**Problem:** Find the line containing "Locate the brick facade.". Reproduce it and every line after it up to the end of the records, exactly as written.

**Exercise material:**
★ ★ ★
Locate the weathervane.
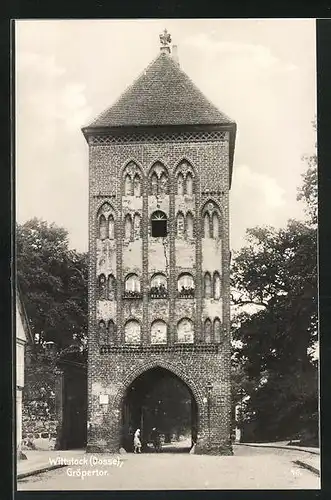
[159,29,171,47]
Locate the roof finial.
[159,29,171,54]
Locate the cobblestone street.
[17,446,320,490]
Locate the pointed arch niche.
[175,159,195,196]
[151,319,168,344]
[124,319,141,344]
[97,202,115,240]
[122,161,143,196]
[177,318,194,344]
[204,318,212,344]
[201,200,222,240]
[148,161,169,196]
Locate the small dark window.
[152,211,168,238]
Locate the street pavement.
[17,445,320,491]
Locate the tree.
[232,128,318,442]
[297,120,318,225]
[16,218,88,349]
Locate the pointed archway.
[121,366,198,453]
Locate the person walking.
[133,429,141,453]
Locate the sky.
[15,19,316,251]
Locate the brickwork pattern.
[88,128,231,454]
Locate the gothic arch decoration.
[98,320,109,345]
[185,172,194,196]
[124,273,140,293]
[151,210,168,238]
[151,319,168,344]
[159,172,169,194]
[177,273,195,299]
[133,213,141,240]
[124,174,133,196]
[177,318,194,344]
[202,212,211,238]
[176,211,185,238]
[97,202,115,240]
[108,214,115,240]
[201,200,222,239]
[122,160,143,196]
[124,319,141,344]
[107,319,116,344]
[114,358,205,416]
[177,172,184,195]
[124,214,132,241]
[211,211,220,240]
[185,211,194,239]
[204,318,212,344]
[175,158,196,196]
[213,271,221,300]
[108,274,116,300]
[150,273,168,299]
[213,317,222,344]
[204,271,212,299]
[133,173,142,196]
[97,274,107,300]
[148,161,169,196]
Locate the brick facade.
[88,125,233,454]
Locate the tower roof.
[84,51,234,131]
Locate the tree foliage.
[16,218,88,349]
[297,120,318,225]
[232,128,318,441]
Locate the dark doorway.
[58,363,87,450]
[122,367,198,453]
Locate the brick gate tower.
[83,31,236,454]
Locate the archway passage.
[121,367,198,453]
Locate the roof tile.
[87,53,234,129]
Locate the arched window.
[98,274,107,300]
[204,273,211,299]
[203,212,210,238]
[98,320,108,345]
[150,274,168,299]
[108,319,115,344]
[205,318,211,344]
[177,318,194,344]
[186,172,193,195]
[133,174,141,196]
[150,172,158,195]
[159,172,168,194]
[213,271,221,300]
[133,214,141,240]
[125,274,140,292]
[108,215,115,240]
[151,210,168,238]
[177,172,184,195]
[124,174,132,196]
[124,319,141,344]
[108,274,116,300]
[151,319,167,344]
[186,212,194,238]
[212,212,219,239]
[214,318,222,343]
[99,214,108,240]
[124,214,132,240]
[176,212,185,237]
[177,273,195,299]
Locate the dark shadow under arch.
[120,364,201,452]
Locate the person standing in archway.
[133,429,141,453]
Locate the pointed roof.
★ ★ ★
**Answer in full:**
Locate the brick facade.
[88,125,233,454]
Locate the tower roof.
[84,51,234,131]
Locate the tree foliage.
[16,218,88,349]
[297,120,318,225]
[232,128,318,441]
Locate the dark doorway.
[58,363,87,450]
[122,367,198,453]
Locate the brick gate tower.
[83,31,236,454]
Locate the archway passage.
[121,367,198,453]
Locate the roof tile.
[87,53,234,129]
Locate the arched window.
[98,274,107,300]
[204,273,211,299]
[203,212,210,238]
[98,320,108,345]
[150,274,168,299]
[108,319,115,344]
[205,318,211,344]
[177,318,194,344]
[186,172,193,195]
[133,174,141,196]
[150,172,158,195]
[159,172,168,194]
[213,271,221,300]
[133,214,141,240]
[125,274,140,292]
[108,215,115,240]
[151,210,168,238]
[177,172,184,195]
[124,174,132,196]
[124,319,141,344]
[108,274,116,300]
[151,319,167,344]
[186,212,194,238]
[212,212,219,239]
[214,318,222,343]
[99,214,108,240]
[124,214,132,240]
[176,212,185,237]
[177,273,195,299]
Locate the dark shadow under arch.
[120,364,201,452]
Locate the person standing in archway.
[133,429,141,453]
Locate the pointed roof.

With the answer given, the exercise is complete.